Fancy Pillows

While I’m a child of the city, I was fortunate to have grandparents that lived out in the country. One set lived on a farm, and the other lived 3 miles away in a very small town, where they were related to almost everyone there and had a town motto of “if you’re not Dutch, you’re not much”. (Don’t worry, I’ll get mileage out of that someday!) My mom’s dad was a real corker, even taught me a curse word in Dutch when I was little (“tsk, tsk Grandpa Cornie, you should have been ashamed of yourself.”)

Beth and Grandpa Cornie

Me and “the corker”, about 1963

My dad’s parents were a bit more on the stoic, German side. Kind of the no-nonsense, hard working farmers you expect to find in the midwest. Growing up we called them by their last names to differentiate which grandparents we were talking about, but as we became adults and the grandchildren started having children, somehow they picked up on Grandpa’s nickname as a child. His first name was Albert, but his nickname was Abby and somehow, he and my grandmother became Grandpa and Grandma Abby, probably because our last name was a long, difficult German name to pronounce.

I remember some of the stories from Grandma Abby, although not as many as I’d like and now that I’m older, probably not nearly as well as I’d like either. I’m a little hazy on the one about how and why she caught her bloomers on a fence, and I seem to recall something about a finding a rattlesnake in a bale of hay when she took lunch out to the men one day during hay baling season. I remember too, Grandpa Abby saying how proud he was that he paid cash — cash (can you just imagine?) — for everything, except for the time he bought a cream separator on credit, for which I think he paid a nickel a month, and it bothered him so much he never bought anything on credit ever again.

• GIVEN DATA:

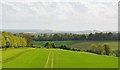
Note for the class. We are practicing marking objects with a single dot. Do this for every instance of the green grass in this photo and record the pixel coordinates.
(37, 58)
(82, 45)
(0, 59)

• SHORT TASK:
In the grandparents piece, what is the one item Grandpa Abby bought on credit?

• COMPLETED EXERCISE:
He bought a cream separator on credit.